--- start of Extracted material ---
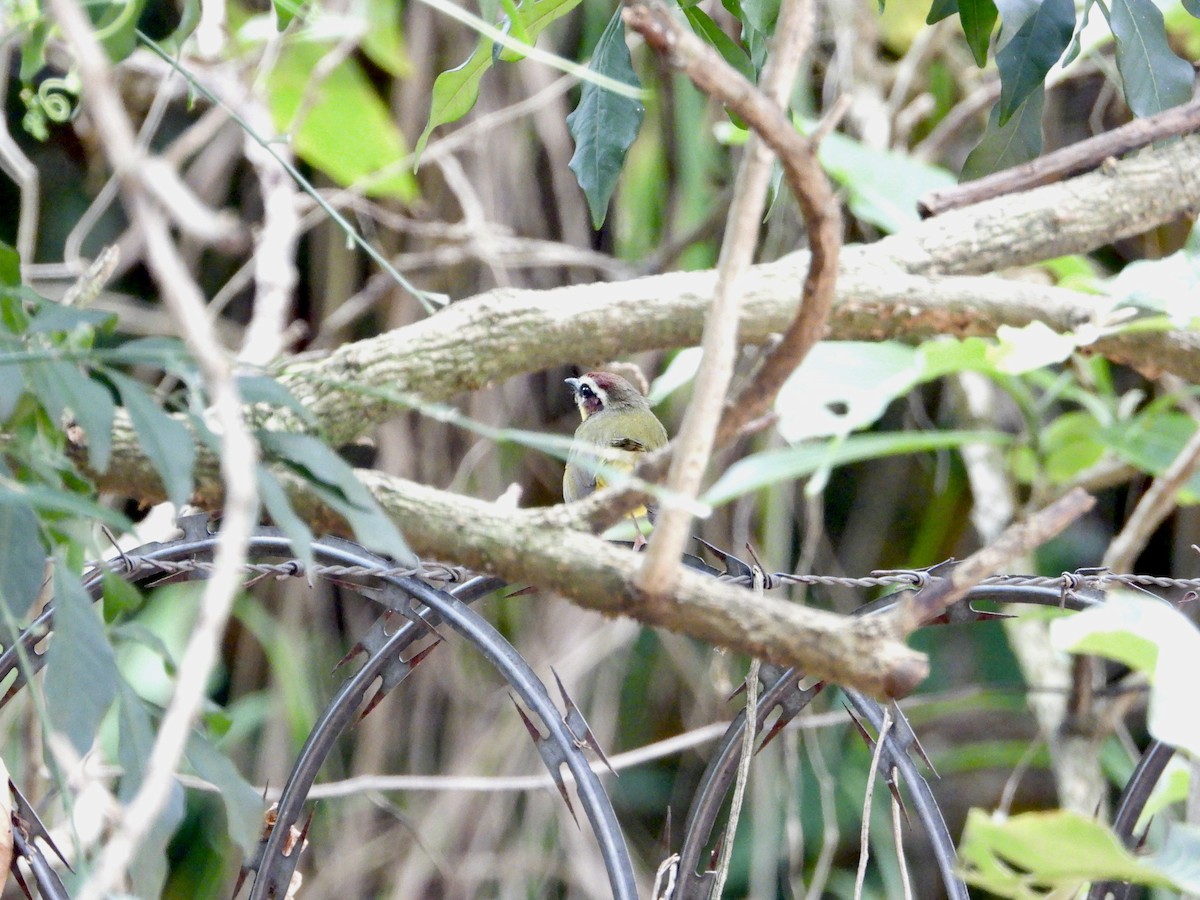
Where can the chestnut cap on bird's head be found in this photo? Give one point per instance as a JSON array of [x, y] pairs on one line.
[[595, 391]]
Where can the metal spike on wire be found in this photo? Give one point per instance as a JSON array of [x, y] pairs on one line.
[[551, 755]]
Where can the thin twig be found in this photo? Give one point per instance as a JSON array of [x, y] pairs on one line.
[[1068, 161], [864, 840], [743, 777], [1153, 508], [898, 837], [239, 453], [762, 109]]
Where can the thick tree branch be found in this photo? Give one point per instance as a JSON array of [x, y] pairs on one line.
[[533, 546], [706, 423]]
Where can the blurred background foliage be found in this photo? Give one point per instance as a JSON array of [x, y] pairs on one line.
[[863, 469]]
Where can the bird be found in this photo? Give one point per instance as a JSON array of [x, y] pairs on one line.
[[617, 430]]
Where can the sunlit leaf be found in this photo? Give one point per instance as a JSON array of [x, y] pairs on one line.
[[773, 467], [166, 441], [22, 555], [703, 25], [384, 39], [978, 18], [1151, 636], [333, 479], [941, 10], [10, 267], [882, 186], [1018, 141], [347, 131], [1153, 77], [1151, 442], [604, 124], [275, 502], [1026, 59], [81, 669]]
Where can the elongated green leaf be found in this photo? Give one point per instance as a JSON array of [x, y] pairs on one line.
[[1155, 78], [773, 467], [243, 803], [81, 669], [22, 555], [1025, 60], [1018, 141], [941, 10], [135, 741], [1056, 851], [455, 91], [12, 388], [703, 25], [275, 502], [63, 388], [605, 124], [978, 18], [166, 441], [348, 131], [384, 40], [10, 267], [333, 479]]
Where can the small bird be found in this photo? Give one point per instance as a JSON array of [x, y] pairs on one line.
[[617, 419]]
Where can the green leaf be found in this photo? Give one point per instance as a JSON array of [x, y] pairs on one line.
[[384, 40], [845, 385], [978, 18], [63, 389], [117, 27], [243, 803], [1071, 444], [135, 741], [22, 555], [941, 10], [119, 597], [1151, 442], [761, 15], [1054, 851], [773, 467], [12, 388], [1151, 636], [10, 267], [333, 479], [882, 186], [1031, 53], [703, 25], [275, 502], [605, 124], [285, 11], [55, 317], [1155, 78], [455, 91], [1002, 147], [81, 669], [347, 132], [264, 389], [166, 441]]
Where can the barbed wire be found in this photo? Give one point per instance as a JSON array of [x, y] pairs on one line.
--- end of Extracted material ---
* _Exercise objective_: Write out the lines above, starting at the line that contains "Where can the green" and ending with the final line, and nothing else; copy them exactly.

* _Result of this task_:
Where can the green leaf be found in this photo? Give one point per instance as a JSON array of [x, y] pairs on one line.
[[384, 40], [845, 385], [978, 18], [63, 389], [117, 27], [243, 803], [1071, 444], [135, 741], [22, 555], [941, 10], [119, 597], [1151, 442], [761, 15], [1054, 851], [773, 467], [12, 388], [1151, 636], [10, 267], [333, 479], [882, 186], [1031, 53], [703, 25], [275, 502], [605, 124], [285, 11], [55, 317], [1155, 78], [455, 91], [1002, 147], [81, 669], [347, 132], [264, 389], [166, 441]]
Where can the barbed wire be found in this photo? Give one point per instance as a JSON array of [x, y] pairs on one line.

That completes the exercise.